→ Work to complete: Your output should contain every record, unchanged.

..............................

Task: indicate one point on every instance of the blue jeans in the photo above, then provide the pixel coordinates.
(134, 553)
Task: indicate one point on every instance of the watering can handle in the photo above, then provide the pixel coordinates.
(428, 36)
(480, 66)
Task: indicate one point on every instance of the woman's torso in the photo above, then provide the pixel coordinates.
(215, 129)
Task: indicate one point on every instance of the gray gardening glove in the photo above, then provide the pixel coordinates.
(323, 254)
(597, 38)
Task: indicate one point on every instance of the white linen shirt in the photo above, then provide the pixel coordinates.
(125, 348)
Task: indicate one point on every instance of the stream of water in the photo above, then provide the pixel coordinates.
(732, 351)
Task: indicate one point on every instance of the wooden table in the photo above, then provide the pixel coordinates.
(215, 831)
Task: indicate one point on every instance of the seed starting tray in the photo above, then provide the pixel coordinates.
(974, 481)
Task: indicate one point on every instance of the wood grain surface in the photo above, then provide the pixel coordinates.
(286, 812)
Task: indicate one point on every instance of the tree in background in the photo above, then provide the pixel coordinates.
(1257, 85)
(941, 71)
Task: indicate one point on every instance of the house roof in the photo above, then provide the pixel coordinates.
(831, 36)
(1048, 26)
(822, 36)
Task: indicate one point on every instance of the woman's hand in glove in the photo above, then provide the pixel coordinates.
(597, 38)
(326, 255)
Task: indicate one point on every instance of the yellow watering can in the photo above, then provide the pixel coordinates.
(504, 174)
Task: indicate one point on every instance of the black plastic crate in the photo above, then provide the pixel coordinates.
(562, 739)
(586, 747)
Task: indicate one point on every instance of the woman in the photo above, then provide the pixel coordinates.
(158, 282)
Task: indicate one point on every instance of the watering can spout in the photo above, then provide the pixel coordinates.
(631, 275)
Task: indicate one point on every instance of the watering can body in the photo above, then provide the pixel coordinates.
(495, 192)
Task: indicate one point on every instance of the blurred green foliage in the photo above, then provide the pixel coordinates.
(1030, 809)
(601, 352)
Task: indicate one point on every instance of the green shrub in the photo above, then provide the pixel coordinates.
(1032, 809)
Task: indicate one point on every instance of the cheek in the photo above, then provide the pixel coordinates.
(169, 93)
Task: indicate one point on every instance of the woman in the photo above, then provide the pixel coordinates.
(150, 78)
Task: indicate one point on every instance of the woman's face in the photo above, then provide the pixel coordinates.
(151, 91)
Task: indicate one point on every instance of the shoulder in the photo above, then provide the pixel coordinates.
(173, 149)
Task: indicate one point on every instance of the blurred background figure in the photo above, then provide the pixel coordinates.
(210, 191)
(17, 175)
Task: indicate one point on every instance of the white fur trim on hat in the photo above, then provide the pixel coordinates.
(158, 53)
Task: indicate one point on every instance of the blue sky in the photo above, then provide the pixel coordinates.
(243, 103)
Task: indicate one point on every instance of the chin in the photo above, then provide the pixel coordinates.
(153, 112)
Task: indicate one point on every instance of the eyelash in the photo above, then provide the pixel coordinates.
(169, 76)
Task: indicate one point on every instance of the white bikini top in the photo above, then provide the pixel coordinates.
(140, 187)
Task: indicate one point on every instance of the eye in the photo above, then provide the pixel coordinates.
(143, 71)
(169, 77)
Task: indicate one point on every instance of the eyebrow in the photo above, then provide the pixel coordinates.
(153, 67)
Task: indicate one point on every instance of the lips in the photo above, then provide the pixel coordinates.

..............................

→ Task output:
Task: indicate one point on every instance of the blue jeans in the photo above, then provide the pixel coordinates.
(134, 553)
Task: indicate one point on every instance of the watering can handle in the photo above, then provide the pixel coordinates.
(428, 36)
(480, 66)
Task: indicate one point on every instance of the woman's torso in the photo above, then provide the pixel coordinates.
(215, 129)
Task: indicate one point on every instance of the gray gardening glove in the photo above, then provide the pixel coordinates.
(323, 254)
(597, 38)
Task: indicate one point on every instance of the white linen shirt in the photo above, then provide the pixel coordinates.
(125, 348)
Task: indicate one point on every instance of the stream of water in the photo above, then provide the pixel coordinates.
(732, 351)
Task: indicate one point on every instance of the wooden table in the photo above, then provide the pixel coordinates.
(215, 831)
Task: indicate one point on every instance of the seed starting tray in the photo above, then provide the pixel coordinates.
(974, 481)
Task: indicate one point on every instance of the wood grain surface in the photo above, then provide the pixel coordinates.
(286, 812)
Task: indicate one point on every instance of the tree in background in the photo above, then provide the pixel coordinates.
(1257, 85)
(941, 71)
Task: indicate one point on every instance of the house roof in the photo above, then provide the pixel coordinates.
(831, 36)
(1048, 26)
(822, 36)
Task: indicate one point on every instance of the woman's hand in glove in the photo above, then provide the pixel coordinates.
(597, 38)
(326, 255)
Task: indicate one point on every instance of the yellow watering can in the photo above, then provide the pixel coordinates.
(504, 174)
Task: indicate one point on every instance of the black plastic crate in the photo above, then provide the pixel coordinates.
(562, 739)
(586, 747)
Task: indicate one point on every instance of the woman in the photo above, then provide the pixel coordinates.
(158, 282)
Task: indicate one point on every instance of the watering can spout in the photo above, then provide the pixel coordinates.
(631, 275)
Task: indicate one point on every instance of the watering can body in the photo above, then provide the pixel coordinates.
(495, 192)
Task: indicate one point on every instance of the blurred green foliage in the photo above, then provide the pixel coordinates.
(1030, 809)
(601, 352)
Task: indicate one point on every instance of the green shrub in the photo above, then provide the pixel coordinates.
(1032, 809)
Task: indicate one point on every instance of the cheek in the photo above, then provide the pixel coordinates.
(169, 93)
Task: indicate one point on every instance of the woman in the photo above, then provide the pixel coordinates.
(150, 78)
Task: indicate one point on every instance of the woman's face in the photo above, then provide the pixel coordinates.
(151, 91)
Task: indicate one point on every instance of the shoulder in the photo above, then provide the pixel coordinates.
(173, 149)
Task: indicate one point on every instance of the blurred background figure in the photo above, then provide the pixel coordinates.
(210, 191)
(17, 175)
Task: indicate one point on every instance of the white fur trim on hat in the photo above, then provide the pixel coordinates.
(158, 53)
Task: indicate one point on every instance of the blue sky in the photo above, then provide the pixel coordinates.
(243, 103)
Task: indicate one point on every instance of the chin in the photo above, then provide the pixel coordinates.
(153, 112)
Task: indicate one point on every instance of the eyelash in the photo above, then provide the pixel coordinates.
(169, 76)
Task: indicate one point on every instance of the white bikini top in the photo above, then provide the pixel coordinates.
(140, 187)
Task: indicate one point on every instance of the eye in the photo above, then provide the pixel coordinates.
(143, 71)
(169, 77)
Task: indicate one point on every instance of the eyebrow in the photo above, then provide the pixel coordinates.
(153, 67)
Task: indicate one point on every instance of the lips in the photo above, then provide the pixel coordinates.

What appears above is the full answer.